> Requirements
Write out each line of the rows below as one string in a JSON list, skipping blank lines and leaving the pictures out.

> Labeled area outline entries
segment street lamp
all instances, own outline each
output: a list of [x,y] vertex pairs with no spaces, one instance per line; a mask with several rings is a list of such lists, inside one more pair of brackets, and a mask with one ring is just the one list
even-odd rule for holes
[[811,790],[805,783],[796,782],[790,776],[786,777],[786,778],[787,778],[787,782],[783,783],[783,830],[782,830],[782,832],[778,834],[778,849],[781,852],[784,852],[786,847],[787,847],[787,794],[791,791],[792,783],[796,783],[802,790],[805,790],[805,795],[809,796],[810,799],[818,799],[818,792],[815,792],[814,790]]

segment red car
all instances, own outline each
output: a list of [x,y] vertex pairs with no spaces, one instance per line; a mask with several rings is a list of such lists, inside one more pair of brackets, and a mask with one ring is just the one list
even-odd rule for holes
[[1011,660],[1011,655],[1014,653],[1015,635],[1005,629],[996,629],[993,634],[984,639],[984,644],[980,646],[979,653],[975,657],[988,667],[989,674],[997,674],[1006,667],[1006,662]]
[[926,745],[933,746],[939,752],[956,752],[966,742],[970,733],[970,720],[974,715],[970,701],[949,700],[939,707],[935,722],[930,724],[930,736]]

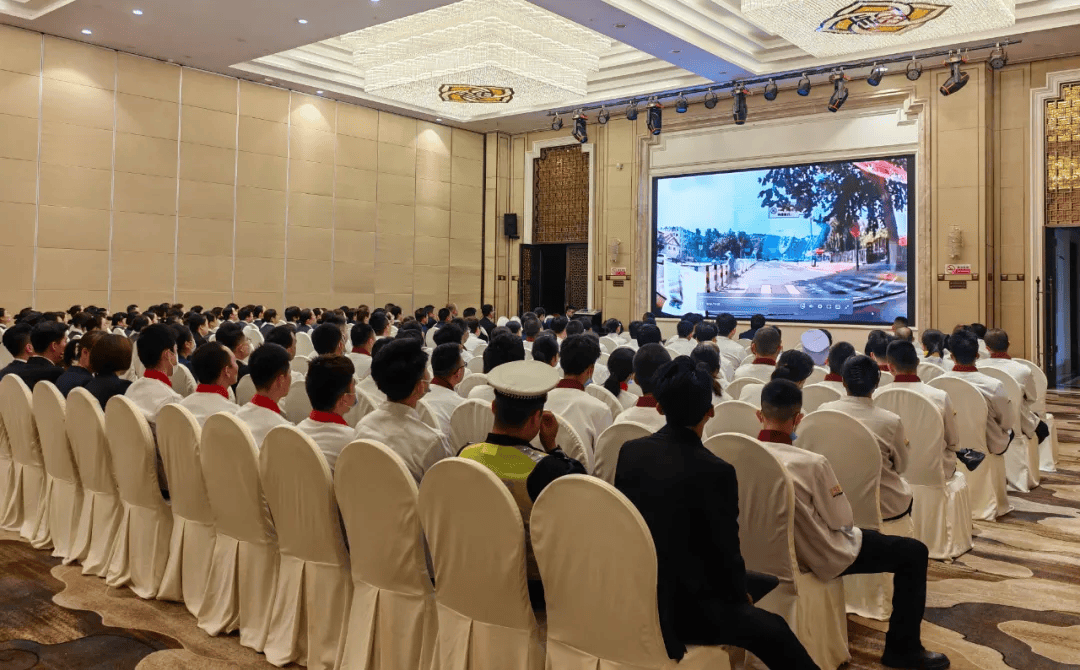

> Solution for this task
[
  "segment street lamp",
  "all instances, own outline each",
  "output: a list of [x,y] vertex pairs with no spaces, one instance per line; a mask with several rings is a list of such lists, inside one more pair of brackets, and a mask with one ring is just the one list",
  "even-odd rule for holes",
  "[[811,790],[805,783],[796,782],[790,776],[786,777],[786,778],[787,778],[787,782],[783,783],[783,830],[782,830],[782,832],[778,834],[778,849],[781,852],[784,852],[786,847],[787,847],[787,794],[791,791],[792,783],[796,783],[802,790],[805,790],[805,795],[809,796],[810,799],[818,799],[818,792],[815,792],[814,790]]",
  "segment red car",
  "all instances, own outline each",
  "output: a list of [x,y] vertex pairs with no spaces, one instance per line; a mask with several rings is a list of such lists, inside one more pair of brackets, and a mask with one ring is just the one list",
  "even-odd rule for holes",
  "[[1011,660],[1011,655],[1014,653],[1015,635],[1005,629],[996,629],[993,634],[984,639],[984,644],[980,646],[979,653],[975,657],[988,667],[989,674],[997,674],[1006,667],[1006,662]]",
  "[[926,745],[933,746],[939,752],[956,752],[966,742],[970,733],[970,720],[974,715],[970,701],[949,700],[939,707],[935,722],[930,724],[930,736]]"
]